• _PROBLEM DESCRIPTION_
Among the records that follow, how many lines include the string "toilet"? Only the number is wanted.

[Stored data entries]
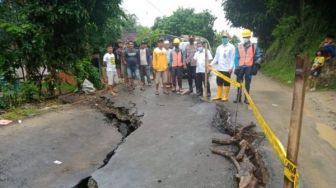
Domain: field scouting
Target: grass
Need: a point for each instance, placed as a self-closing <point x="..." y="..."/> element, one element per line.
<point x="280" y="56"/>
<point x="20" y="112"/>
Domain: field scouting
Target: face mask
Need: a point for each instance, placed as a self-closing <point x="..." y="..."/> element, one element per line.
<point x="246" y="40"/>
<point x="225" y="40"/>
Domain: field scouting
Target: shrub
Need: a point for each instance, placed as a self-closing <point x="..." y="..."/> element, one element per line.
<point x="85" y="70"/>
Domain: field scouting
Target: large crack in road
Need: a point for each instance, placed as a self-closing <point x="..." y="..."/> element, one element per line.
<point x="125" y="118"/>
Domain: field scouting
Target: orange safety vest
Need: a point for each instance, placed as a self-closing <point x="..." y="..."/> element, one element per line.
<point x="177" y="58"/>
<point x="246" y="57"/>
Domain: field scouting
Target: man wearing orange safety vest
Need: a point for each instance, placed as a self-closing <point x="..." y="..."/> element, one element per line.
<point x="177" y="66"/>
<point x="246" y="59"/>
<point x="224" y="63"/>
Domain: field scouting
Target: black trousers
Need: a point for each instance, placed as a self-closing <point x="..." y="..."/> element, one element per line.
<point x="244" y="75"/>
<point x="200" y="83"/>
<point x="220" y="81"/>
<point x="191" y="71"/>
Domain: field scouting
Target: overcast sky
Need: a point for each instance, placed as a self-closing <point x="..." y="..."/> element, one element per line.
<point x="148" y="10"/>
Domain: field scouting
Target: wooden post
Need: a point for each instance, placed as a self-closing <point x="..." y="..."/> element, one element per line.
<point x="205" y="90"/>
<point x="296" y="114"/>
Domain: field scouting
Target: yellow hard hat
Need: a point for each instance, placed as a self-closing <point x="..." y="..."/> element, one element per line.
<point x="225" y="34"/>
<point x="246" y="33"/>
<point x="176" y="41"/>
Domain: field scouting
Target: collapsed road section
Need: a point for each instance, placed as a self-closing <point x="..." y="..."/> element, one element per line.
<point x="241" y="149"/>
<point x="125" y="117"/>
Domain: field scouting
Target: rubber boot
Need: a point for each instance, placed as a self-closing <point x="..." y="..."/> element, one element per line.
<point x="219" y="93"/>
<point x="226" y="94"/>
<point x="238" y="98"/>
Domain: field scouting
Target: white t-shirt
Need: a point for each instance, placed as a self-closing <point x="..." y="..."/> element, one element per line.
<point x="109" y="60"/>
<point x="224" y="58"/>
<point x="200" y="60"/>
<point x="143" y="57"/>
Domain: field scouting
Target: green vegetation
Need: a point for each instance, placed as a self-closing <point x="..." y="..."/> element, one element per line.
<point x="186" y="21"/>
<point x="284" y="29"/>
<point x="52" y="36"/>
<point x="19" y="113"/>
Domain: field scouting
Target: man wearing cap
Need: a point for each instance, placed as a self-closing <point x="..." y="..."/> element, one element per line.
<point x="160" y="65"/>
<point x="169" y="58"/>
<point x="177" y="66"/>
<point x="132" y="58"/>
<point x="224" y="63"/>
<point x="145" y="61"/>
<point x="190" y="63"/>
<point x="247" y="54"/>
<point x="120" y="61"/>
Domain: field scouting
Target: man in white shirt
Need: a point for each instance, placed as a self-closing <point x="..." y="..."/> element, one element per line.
...
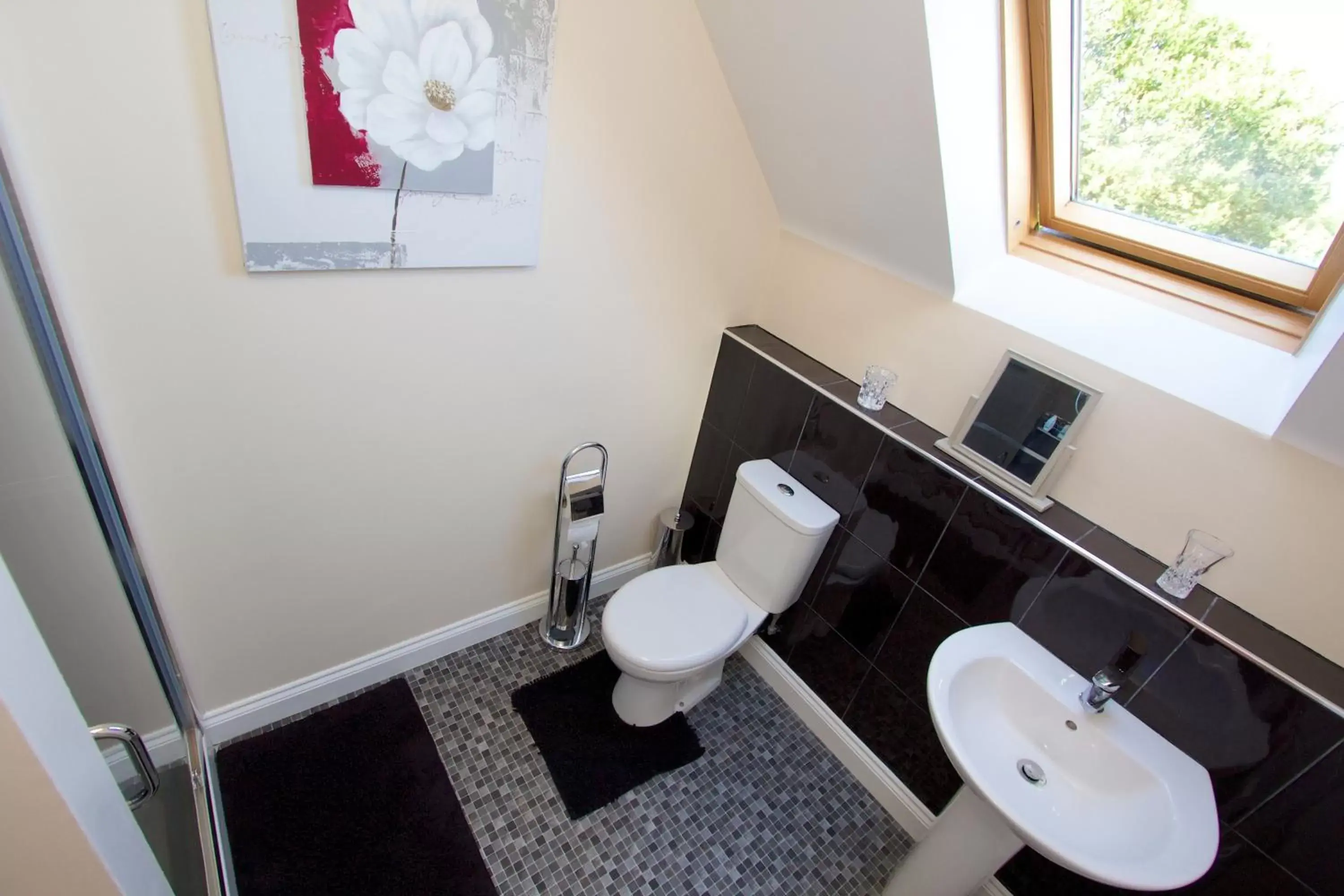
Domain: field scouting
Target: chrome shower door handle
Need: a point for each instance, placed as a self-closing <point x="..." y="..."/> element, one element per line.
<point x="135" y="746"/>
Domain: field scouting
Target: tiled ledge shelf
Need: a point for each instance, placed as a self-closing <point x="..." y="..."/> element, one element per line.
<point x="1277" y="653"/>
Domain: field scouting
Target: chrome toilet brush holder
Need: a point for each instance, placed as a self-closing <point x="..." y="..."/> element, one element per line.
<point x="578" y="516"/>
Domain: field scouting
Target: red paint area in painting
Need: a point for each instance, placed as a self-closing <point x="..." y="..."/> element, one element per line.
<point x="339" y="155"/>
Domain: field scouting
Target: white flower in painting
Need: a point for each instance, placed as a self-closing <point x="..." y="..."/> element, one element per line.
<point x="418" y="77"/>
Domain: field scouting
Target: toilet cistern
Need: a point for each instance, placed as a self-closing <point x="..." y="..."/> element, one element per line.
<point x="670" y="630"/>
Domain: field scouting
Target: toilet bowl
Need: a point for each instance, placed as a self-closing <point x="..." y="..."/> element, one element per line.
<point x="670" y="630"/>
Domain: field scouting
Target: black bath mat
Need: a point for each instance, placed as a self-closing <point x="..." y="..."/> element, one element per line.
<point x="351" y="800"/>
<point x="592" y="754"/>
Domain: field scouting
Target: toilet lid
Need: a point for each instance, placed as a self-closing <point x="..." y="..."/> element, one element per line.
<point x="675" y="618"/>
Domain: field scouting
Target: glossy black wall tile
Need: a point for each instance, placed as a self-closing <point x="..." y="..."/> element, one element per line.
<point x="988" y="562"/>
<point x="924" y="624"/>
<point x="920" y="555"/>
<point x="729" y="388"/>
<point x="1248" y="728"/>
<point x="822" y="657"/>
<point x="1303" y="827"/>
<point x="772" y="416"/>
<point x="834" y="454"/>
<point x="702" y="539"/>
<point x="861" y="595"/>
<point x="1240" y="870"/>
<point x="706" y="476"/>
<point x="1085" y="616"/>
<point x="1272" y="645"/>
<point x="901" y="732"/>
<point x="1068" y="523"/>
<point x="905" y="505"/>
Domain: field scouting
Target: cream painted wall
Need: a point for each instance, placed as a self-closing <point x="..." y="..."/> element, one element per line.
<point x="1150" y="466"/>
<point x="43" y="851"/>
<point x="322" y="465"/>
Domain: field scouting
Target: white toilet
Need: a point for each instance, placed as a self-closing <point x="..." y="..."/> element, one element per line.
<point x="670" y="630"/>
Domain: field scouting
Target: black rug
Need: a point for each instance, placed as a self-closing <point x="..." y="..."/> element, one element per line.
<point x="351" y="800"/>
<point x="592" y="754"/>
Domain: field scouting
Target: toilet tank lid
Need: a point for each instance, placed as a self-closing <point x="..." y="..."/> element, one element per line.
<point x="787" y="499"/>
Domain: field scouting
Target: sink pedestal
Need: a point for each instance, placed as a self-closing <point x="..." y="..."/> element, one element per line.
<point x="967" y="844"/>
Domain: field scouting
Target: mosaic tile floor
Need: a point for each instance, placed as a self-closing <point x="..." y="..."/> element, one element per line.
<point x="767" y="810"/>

• _RESPONSE TO THE EXERCISE_
6